*What is expected*
Pick out each line below containing "brackets".

*Records*
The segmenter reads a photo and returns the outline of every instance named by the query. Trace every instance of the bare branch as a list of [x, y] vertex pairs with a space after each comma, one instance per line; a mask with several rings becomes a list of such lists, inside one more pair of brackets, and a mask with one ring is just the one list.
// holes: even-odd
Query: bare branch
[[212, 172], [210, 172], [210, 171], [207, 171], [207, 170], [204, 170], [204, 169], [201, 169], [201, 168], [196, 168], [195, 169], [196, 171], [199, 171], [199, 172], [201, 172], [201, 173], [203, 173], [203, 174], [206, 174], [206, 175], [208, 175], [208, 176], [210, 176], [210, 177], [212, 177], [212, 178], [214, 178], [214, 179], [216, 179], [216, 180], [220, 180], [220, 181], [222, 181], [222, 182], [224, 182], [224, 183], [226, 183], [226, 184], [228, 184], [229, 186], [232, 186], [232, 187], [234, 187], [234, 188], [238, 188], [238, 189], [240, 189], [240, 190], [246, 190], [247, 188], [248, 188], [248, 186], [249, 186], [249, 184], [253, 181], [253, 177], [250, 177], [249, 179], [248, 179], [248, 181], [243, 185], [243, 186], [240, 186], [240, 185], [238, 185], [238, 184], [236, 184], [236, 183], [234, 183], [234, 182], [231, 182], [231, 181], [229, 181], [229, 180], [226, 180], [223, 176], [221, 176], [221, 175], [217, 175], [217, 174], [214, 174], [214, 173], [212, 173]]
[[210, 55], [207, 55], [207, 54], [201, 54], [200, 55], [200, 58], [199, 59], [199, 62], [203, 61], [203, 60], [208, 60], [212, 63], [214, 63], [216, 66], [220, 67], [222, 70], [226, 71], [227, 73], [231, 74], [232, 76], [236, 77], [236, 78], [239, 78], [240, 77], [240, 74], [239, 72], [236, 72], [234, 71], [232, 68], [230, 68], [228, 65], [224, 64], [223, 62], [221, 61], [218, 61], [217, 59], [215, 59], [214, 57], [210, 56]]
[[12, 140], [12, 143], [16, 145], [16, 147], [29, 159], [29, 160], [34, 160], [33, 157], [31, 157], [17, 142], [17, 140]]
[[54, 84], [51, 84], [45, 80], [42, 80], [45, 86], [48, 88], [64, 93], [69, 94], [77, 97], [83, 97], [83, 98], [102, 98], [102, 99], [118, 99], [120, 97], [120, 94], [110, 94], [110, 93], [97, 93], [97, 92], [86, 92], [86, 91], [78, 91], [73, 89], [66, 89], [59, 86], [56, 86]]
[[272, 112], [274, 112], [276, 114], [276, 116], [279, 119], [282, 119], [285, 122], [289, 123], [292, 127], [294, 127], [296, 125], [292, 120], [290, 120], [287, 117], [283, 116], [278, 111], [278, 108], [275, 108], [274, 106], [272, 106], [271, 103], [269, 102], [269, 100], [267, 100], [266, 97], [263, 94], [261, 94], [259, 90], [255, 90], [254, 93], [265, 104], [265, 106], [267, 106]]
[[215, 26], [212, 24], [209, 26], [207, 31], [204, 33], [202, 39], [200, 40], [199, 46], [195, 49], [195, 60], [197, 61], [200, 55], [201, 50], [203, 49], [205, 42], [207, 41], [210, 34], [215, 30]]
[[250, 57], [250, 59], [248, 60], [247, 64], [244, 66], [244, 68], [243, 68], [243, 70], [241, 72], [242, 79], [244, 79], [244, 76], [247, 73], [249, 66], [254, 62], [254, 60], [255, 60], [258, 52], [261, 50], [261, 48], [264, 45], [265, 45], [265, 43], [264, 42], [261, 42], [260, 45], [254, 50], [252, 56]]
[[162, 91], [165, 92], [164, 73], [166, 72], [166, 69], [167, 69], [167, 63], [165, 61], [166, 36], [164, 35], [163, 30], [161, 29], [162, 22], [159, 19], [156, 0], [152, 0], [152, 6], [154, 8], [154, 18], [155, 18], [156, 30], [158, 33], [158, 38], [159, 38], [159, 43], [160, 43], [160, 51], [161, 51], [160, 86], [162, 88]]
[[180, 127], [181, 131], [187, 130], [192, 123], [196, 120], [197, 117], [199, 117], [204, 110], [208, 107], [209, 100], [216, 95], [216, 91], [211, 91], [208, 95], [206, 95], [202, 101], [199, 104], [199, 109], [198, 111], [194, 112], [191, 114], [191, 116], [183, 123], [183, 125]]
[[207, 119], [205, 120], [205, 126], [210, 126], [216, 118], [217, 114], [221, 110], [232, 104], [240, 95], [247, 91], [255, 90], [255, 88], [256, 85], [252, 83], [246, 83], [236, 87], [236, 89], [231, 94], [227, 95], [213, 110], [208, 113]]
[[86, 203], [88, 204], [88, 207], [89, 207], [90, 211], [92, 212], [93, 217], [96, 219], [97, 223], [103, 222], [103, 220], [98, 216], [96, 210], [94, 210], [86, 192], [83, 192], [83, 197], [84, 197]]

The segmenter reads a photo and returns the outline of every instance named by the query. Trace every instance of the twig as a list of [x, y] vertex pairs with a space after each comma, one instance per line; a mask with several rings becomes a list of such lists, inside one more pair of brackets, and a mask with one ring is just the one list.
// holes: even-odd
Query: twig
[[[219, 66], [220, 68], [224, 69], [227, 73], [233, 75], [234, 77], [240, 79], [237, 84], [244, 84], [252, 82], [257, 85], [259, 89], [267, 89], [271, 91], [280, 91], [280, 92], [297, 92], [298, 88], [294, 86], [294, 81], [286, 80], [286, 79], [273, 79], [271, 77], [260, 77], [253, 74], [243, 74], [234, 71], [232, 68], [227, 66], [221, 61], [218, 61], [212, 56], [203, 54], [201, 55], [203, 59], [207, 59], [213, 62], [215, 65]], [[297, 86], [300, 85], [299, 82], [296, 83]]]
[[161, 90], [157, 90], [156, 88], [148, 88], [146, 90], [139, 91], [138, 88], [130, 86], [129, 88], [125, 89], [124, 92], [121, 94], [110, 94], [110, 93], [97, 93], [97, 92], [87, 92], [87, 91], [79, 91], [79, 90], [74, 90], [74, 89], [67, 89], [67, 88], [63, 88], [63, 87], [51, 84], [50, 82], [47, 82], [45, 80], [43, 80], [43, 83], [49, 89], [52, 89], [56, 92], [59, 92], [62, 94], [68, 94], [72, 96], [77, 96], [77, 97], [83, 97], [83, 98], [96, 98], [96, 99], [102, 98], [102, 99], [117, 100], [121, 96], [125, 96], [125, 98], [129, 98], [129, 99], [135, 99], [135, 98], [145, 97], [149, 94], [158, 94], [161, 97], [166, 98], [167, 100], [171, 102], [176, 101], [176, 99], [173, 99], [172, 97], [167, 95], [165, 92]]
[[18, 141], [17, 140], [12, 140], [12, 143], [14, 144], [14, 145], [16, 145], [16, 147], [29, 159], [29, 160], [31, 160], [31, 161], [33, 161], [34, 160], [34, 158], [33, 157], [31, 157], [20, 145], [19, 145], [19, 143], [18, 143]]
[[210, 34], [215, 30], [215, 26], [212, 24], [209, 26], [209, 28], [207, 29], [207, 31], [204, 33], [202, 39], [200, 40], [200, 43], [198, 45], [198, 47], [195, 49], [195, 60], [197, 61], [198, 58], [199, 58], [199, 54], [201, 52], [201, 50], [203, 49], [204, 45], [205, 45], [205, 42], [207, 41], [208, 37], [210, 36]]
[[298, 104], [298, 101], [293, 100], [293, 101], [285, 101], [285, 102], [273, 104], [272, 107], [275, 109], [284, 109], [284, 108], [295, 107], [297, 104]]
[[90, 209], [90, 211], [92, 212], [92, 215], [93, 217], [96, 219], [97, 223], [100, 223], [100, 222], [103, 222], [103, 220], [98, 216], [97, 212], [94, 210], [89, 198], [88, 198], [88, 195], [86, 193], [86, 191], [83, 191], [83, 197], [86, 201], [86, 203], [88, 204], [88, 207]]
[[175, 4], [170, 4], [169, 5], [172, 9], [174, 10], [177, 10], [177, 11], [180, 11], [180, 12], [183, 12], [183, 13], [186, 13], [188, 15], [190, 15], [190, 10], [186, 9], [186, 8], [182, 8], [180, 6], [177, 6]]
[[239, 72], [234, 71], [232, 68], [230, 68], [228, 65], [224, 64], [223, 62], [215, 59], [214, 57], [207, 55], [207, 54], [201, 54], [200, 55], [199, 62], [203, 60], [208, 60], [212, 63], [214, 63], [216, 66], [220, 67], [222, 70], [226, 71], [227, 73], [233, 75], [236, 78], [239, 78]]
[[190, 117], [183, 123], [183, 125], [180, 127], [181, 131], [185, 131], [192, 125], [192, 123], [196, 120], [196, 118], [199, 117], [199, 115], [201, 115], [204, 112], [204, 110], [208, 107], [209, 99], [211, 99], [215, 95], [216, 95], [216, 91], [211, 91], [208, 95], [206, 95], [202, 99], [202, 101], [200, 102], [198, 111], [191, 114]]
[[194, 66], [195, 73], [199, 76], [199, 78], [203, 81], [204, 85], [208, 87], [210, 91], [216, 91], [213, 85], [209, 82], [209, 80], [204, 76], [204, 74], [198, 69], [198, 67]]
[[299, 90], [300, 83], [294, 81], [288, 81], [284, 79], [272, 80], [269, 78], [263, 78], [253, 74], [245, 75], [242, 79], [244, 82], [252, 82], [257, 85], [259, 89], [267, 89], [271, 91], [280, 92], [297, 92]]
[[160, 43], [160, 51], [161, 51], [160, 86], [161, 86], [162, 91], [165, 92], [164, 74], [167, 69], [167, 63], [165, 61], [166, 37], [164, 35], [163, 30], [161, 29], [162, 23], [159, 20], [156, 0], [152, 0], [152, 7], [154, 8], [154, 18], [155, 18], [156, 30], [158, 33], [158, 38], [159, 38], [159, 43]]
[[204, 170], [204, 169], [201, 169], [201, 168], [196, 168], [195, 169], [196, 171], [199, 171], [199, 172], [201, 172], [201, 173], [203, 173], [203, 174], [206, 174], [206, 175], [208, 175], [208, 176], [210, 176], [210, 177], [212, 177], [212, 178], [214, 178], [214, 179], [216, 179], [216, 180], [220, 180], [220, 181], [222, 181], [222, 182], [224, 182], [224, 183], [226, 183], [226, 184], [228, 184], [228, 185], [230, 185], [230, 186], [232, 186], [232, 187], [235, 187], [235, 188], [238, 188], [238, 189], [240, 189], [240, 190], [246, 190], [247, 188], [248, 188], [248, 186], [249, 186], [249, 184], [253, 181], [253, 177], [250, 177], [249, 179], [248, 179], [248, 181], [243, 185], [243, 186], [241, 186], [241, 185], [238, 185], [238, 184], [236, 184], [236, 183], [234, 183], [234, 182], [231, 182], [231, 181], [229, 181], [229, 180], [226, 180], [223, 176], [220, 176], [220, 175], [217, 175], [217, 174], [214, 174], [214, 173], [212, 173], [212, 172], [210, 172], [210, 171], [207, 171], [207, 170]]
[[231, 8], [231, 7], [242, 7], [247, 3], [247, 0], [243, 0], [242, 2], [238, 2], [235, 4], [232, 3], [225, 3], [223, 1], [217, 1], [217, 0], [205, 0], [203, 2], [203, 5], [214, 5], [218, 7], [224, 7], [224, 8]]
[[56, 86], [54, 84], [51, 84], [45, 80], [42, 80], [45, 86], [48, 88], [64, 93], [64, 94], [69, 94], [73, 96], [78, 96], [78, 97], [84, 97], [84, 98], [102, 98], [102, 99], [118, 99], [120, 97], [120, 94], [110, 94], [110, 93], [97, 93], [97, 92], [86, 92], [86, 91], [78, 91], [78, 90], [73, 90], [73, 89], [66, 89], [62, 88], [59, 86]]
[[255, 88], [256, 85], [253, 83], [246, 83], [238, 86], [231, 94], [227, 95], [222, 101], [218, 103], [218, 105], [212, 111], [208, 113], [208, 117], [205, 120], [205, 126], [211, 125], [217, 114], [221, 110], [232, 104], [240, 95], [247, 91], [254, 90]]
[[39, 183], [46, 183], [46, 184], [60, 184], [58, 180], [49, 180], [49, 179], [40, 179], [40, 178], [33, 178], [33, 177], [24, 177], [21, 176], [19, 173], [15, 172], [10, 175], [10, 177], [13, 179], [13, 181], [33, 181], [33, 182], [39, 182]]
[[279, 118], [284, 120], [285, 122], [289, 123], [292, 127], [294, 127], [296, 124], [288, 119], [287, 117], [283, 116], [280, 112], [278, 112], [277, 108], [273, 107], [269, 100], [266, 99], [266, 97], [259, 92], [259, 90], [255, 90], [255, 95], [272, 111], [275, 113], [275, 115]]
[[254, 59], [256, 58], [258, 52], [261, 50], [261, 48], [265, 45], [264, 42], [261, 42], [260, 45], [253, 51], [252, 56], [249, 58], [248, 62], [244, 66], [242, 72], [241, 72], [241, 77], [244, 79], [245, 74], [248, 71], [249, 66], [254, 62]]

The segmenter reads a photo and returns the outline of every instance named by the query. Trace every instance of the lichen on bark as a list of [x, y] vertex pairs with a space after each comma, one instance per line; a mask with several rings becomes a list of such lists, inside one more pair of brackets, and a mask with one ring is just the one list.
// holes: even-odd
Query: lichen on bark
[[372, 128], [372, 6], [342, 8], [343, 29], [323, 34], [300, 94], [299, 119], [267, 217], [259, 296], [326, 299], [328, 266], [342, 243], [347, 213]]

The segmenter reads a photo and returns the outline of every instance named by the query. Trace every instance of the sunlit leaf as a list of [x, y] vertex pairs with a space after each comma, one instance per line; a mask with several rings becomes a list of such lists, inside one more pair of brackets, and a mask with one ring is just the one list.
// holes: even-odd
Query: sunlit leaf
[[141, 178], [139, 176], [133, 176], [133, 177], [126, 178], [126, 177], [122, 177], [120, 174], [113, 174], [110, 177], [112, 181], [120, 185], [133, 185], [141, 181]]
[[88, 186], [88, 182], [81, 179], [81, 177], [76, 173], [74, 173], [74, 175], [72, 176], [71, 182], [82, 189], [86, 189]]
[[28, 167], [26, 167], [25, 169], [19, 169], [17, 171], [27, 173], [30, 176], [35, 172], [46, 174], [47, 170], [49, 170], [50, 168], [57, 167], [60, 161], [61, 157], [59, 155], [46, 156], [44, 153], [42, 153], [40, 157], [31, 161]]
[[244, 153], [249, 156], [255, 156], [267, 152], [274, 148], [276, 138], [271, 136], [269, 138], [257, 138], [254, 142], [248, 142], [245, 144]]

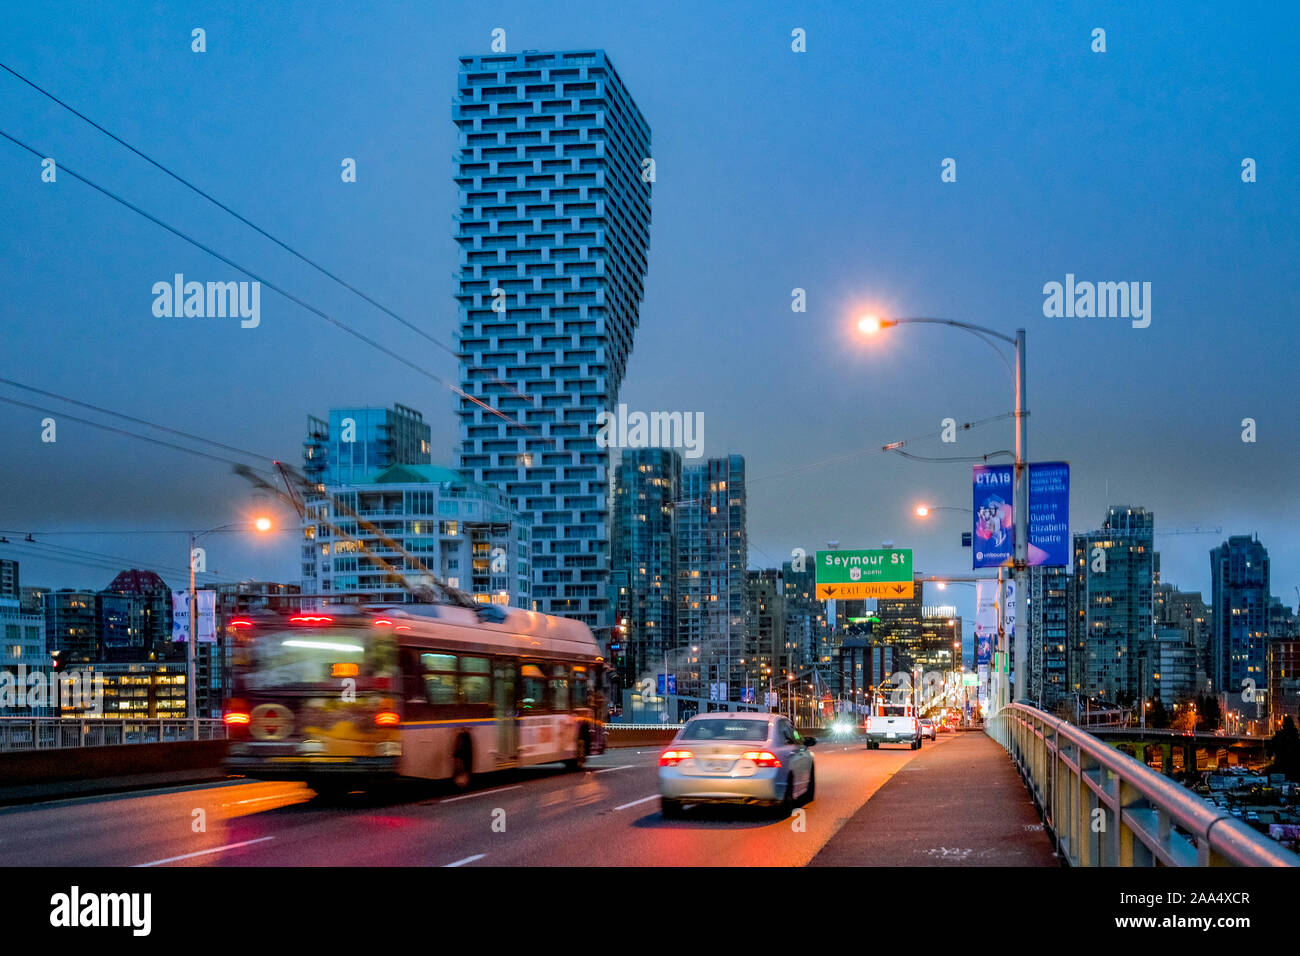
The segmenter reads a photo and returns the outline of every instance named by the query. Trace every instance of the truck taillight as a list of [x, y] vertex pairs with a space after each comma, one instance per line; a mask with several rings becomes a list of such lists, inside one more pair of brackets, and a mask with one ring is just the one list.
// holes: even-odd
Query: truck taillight
[[380, 727], [396, 727], [401, 722], [401, 716], [391, 710], [381, 710], [375, 714], [375, 723]]
[[748, 753], [741, 754], [740, 757], [742, 760], [752, 760], [760, 767], [781, 766], [780, 758], [766, 750], [751, 750]]
[[247, 724], [252, 718], [242, 710], [228, 710], [221, 716], [221, 722], [227, 727], [232, 724]]
[[676, 767], [683, 760], [690, 760], [694, 756], [689, 750], [665, 750], [659, 755], [659, 766]]

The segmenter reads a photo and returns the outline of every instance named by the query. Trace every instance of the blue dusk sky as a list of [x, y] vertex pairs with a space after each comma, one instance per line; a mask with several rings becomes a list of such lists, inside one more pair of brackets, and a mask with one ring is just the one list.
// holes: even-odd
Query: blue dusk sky
[[[1070, 462], [1072, 529], [1110, 503], [1153, 510], [1157, 532], [1222, 529], [1157, 538], [1163, 579], [1207, 599], [1209, 549], [1258, 533], [1294, 604], [1297, 19], [1274, 3], [56, 2], [9, 5], [0, 61], [450, 343], [457, 57], [498, 27], [509, 52], [603, 48], [656, 162], [619, 398], [702, 412], [704, 453], [745, 456], [752, 567], [834, 539], [969, 568], [964, 515], [912, 516], [968, 506], [969, 463], [879, 449], [1013, 447], [1008, 419], [939, 441], [945, 418], [1010, 411], [1011, 378], [955, 330], [867, 339], [856, 320], [877, 311], [1025, 328], [1030, 458]], [[4, 72], [0, 129], [456, 380], [451, 355]], [[308, 414], [400, 402], [455, 463], [451, 391], [269, 289], [255, 329], [155, 317], [155, 282], [243, 277], [70, 176], [43, 183], [8, 140], [0, 263], [0, 377], [292, 463]], [[1150, 283], [1150, 325], [1045, 316], [1067, 275]], [[42, 442], [45, 412], [0, 402], [0, 556], [24, 584], [103, 587], [134, 563], [180, 586], [185, 539], [158, 532], [265, 504], [228, 465], [70, 417], [101, 413], [0, 397], [58, 422]], [[130, 533], [91, 533], [107, 531]], [[209, 541], [222, 580], [300, 577], [292, 528]]]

*Solution for this task*
The segmenter reads a photo and returns the outline of every instance named by the query. Trace every instance of the bare branch as a list of [x, y] vertex pairs with a space after each comma, one instance per line; a mask with several rings becomes a list of such lists, inside one more pair of brackets, and a mask with one ring is just the one list.
The segmenter reads a photo and returns the outline of every instance named by the query. Trace every instance of the twig as a list of [x, y] vertex pairs with a space after each comma, one instance per line; a mask with several rings becomes a list of such lists, inside one more pair of brackets, and a mask with one ring is just the one list.
The segmenter reads a photo and returns the outline of every instance named by the query. Trace every instance of the lichen on bark as a list of [x, y] vertex pairs with a space after each comma, one instance per line; a mask with several rings becomes a list of such lists, inside one more pair of brackets, and a mask with one ring is just the one list.
The segmenter reads a photo and returns the outline of every instance named by the query. Trace every instance of the sunlit leaf as a list of [x, y] vertex pairs with a space after each comma, one instance per line; a mask with several rings becomes a list of such lists, inside one more pair of brackets, and a mask with one ring is just the one list.
The segmenter reads a photo and returns the outline of every instance named by the query. Trace every instance of the truck taillight as a list of [x, y] vertex pairs with a space after each comma, one instance per line; a mask with several rings becomes a list of such lists, inside one more pair of brackets, and a mask with one ring is just the one list.
The segmenter reads a photo and returns the outline of every instance named by the query. Trace every instance of the blue dusk sky as a list of [x, y] vertex pairs with a space after each comma, one instance per line; a mask with several rings becomes a list of such lists, inside one more pair of brackets, and a mask with one ring is just the one list.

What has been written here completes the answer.